> Objective: Every record below should be printed exactly as given.

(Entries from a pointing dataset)

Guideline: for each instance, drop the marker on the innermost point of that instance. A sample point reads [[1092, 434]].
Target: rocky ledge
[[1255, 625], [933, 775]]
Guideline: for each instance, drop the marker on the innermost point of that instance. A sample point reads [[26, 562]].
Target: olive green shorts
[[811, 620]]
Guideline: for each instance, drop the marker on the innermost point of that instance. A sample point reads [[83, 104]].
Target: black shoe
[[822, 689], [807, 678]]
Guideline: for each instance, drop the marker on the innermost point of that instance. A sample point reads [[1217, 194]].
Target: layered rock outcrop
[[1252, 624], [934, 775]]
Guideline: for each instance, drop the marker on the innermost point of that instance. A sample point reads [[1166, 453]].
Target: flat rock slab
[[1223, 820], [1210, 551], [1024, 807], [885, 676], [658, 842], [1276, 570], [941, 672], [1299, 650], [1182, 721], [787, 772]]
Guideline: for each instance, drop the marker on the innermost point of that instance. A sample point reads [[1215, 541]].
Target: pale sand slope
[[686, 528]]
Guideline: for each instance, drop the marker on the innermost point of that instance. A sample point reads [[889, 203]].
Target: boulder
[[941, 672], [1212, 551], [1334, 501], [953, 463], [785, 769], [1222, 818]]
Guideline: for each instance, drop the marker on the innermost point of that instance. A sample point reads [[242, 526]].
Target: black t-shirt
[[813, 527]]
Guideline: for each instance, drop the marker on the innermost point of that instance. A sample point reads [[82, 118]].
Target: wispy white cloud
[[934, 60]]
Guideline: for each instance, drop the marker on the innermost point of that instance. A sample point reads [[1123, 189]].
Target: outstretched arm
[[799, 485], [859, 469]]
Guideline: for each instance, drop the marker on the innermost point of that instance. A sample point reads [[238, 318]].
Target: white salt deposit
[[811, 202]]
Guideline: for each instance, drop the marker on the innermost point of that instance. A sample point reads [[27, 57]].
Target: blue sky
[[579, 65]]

> Exercise response:
Guideline: for each instance, drop the marker on the innermost point of that instance. A sample point reads [[1092, 434]].
Target: rocky ledge
[[1255, 625], [933, 775]]
Guideline: for each instance, drop the marker on the innermost point of that instance. A sample point reads [[26, 562]].
Target: olive green shorts
[[811, 620]]
Guideline: for each instance, drop the marker on the innermost point of that instance. A sample point reads [[83, 104]].
Target: black shoe
[[822, 689], [807, 678]]
Guideline: for each instance, drop the marker on the innermost point of that instance. A sample point reads [[1217, 194]].
Target: layered rock outcrop
[[1252, 624], [934, 775]]
Guideline: for each instance, drop the marker on the innermost point of that instance. A sample point reads [[1166, 453]].
Target: flat rock slab
[[1223, 820], [1210, 551], [1024, 807], [885, 676], [658, 842], [1276, 570], [941, 672], [1299, 650], [1182, 721], [787, 772]]
Guideline: for each instance, drop the marker on the innermost point of that instance. A sample point reads [[1215, 541]].
Target: pale sand slope
[[686, 528]]
Guideline: for each instance, drop the marker on the innermost point of that instance. A sample point reads [[889, 203]].
Target: boulder
[[941, 672], [1212, 551], [1334, 501], [953, 463], [785, 769], [1222, 818]]
Guideline: for each instance, drop the marker on the innermost point of that instance. A sample point reads [[242, 526]].
Target: black t-shirt
[[813, 527]]
Guideline: for each instance, drop the marker on the innermost point of that instance. A sample point reads [[82, 118]].
Target: wispy white cloud
[[934, 60]]
Guideline: for each instance, drop the marker on the innermost point of that instance. A sample point reads [[1123, 189]].
Target: outstretched arm
[[799, 485], [859, 469]]
Guideline: for each instance, drop the marker on the innermost point of that instance. A sample point reads [[238, 318]].
Target: white salt deposit
[[811, 202]]
Guideline: for each instance, drop the marker on the innermost point of that instance. A sample point reads [[27, 57]].
Target: blue sky
[[579, 65]]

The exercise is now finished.